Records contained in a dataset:
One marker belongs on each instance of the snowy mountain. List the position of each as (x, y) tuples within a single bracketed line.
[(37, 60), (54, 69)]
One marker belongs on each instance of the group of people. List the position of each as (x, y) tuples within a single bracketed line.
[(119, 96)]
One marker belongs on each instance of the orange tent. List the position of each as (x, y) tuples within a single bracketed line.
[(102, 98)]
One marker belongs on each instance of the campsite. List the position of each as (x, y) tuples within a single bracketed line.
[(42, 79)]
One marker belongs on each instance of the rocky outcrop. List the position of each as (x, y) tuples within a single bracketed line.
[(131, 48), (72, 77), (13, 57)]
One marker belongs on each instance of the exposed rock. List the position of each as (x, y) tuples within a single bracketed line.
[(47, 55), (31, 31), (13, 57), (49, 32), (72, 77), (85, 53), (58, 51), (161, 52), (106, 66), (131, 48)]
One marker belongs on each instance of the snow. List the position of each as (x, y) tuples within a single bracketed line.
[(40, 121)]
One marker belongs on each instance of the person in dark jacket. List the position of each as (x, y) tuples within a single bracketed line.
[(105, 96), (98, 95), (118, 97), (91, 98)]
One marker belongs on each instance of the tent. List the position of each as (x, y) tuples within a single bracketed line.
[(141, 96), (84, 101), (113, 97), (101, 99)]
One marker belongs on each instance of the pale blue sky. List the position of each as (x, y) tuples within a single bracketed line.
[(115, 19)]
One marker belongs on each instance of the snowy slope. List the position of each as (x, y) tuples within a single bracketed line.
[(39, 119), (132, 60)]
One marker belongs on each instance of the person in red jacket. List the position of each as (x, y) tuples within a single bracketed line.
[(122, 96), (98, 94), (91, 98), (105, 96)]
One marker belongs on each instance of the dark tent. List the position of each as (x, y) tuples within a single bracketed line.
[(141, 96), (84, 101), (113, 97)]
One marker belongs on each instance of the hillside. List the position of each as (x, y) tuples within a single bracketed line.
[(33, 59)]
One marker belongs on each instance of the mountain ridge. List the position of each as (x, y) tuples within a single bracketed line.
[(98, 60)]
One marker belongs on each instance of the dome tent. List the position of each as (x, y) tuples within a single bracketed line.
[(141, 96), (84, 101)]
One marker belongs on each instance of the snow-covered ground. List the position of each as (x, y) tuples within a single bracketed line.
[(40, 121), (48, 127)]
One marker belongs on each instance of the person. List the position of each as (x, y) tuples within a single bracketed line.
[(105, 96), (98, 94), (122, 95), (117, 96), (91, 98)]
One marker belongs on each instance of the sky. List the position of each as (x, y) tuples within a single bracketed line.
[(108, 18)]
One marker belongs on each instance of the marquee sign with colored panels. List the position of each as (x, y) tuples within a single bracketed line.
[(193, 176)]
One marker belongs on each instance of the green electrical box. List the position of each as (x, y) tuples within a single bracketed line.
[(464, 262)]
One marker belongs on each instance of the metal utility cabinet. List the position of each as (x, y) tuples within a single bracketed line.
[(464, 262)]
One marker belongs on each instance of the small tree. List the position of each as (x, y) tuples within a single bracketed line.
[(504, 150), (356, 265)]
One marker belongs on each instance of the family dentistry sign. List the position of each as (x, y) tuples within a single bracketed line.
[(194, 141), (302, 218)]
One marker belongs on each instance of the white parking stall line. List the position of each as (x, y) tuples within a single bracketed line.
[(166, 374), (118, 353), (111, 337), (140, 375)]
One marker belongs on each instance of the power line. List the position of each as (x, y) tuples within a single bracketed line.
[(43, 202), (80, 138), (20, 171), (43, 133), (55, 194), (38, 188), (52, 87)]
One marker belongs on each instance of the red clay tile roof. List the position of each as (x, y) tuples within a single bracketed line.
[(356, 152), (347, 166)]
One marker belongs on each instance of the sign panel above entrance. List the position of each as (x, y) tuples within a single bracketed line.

◆ Your objective ◆
Reproduce every line of the listing above verbatim, without any alteration.

◆ Answer for the task ◆
One marker belongs on each instance of the snowy mountain. List the position of each as (x, y) tuples within a single bracketed line.
[(37, 60), (54, 69)]
One marker belongs on each instance of the group of people. List the position of each as (x, y) tuples within a single bracketed line.
[(119, 96)]
One marker belongs on each instance of the orange tent. List the position of each as (x, y) tuples within a single bracketed line.
[(102, 98)]
One marker belongs on each instance of the campsite. List the position of each as (x, y) tuples within a single bracketed line.
[(42, 79)]
One marker belongs on each instance of the rocky outcrop. List the position of each as (x, y) tuples within a single bracketed line.
[(131, 48), (72, 77), (13, 57)]
One marker belongs on each instance of the exposed rock. List the position of each as (x, y) tuples within a single bracketed line.
[(47, 55), (31, 31), (13, 57), (49, 32), (72, 77), (85, 53), (58, 51), (161, 52), (106, 66), (131, 48)]
One marker belongs on each instance of the snow. List the position of each as (x, y) tuples within a single bracketed line.
[(40, 121)]
One marker belongs on each instance of the person in dark jacket. List the position of each as (x, y) tuples within a single bracketed line.
[(105, 96), (98, 95), (118, 97), (91, 98)]
One marker belongs on each instance of the tent. List the position of each as (x, y) tuples within a single bracketed line.
[(141, 96), (84, 101), (113, 97), (101, 99)]
One marker belongs on each instance of the pale blue sky. List the position of each as (x, y) tuples within a single bracketed line.
[(115, 19)]
One marker belongs on each instance of the snowy slope. List the position of each as (x, y) tuples within a single bracketed line.
[(39, 119), (132, 60)]
One marker belongs on each instance of the person in red jacket. List the position of each as (x, y) tuples within a single bracketed line.
[(122, 96), (98, 94), (91, 98), (105, 96)]
One marker belongs on each instance of the dark tent. List the position of each as (x, y) tuples within a single bracketed line.
[(141, 96), (84, 101), (113, 97)]
One marker belongs on each instance of the hillside. List the position of each as (x, y) tuples within a single bracketed line.
[(33, 59)]
One marker belongs on each instance of the mountain ridge. List the position of each as (x, y) tuples within a single bracketed line.
[(98, 60)]
One marker belongs on each instance of the dome tent. List the position of each as (x, y) tuples within a single bracketed line.
[(141, 96), (84, 101)]
One marker belongs on each instance of the snow-covered ground. List the position of each as (x, y) tuples within a single bracketed line.
[(40, 121), (48, 127)]
One marker belongs on each instance of the person. List the position of each as (x, y) tuples within a single bracketed line.
[(105, 96), (98, 94), (122, 95), (117, 96), (91, 98)]
One marker belongs on each instance of the sky. List the position of each as (x, y) tuples within a single bracketed line.
[(108, 18)]
One marker belongs on each instance of the marquee sign with colored panels. List the position of each as (x, y) tuples within a single bracketed line.
[(193, 176)]
One marker belongs on each instance of the green electrical box. List the position of each as (x, y) tuples within a single bracketed line.
[(464, 262)]
One marker belongs on each instance of the metal utility cabinet. List the position of each as (x, y) tuples within a single bracketed line.
[(464, 262)]
One marker belongs on each instance of the small tree. List the position of each as (x, y) tuples within a single bracketed line.
[(504, 150), (356, 265)]
One marker belongs on each instance of the family dentistry sign. List the position of each as (x, y) tuples within a single bracketed line.
[(194, 141), (302, 218)]
One marker belongs on each instance of the white parking stall line. List the position of each as (x, y) tuples within a single bracketed line.
[(166, 374), (118, 353), (111, 337), (140, 375)]
One marker belongs on each instance of the power line. List the position of each as (x, y) tuples within a single bracketed line.
[(43, 202), (80, 138), (20, 171), (43, 133), (55, 194), (38, 188), (52, 87)]
One marker belongs on each instance of the red clay tile roof. List the position of each as (x, y) tuples within a single bracketed line.
[(356, 152), (347, 166)]
One marker belongs on each instance of the sign panel above entrance. List the position of each as (x, y) tuples within a single bracketed line.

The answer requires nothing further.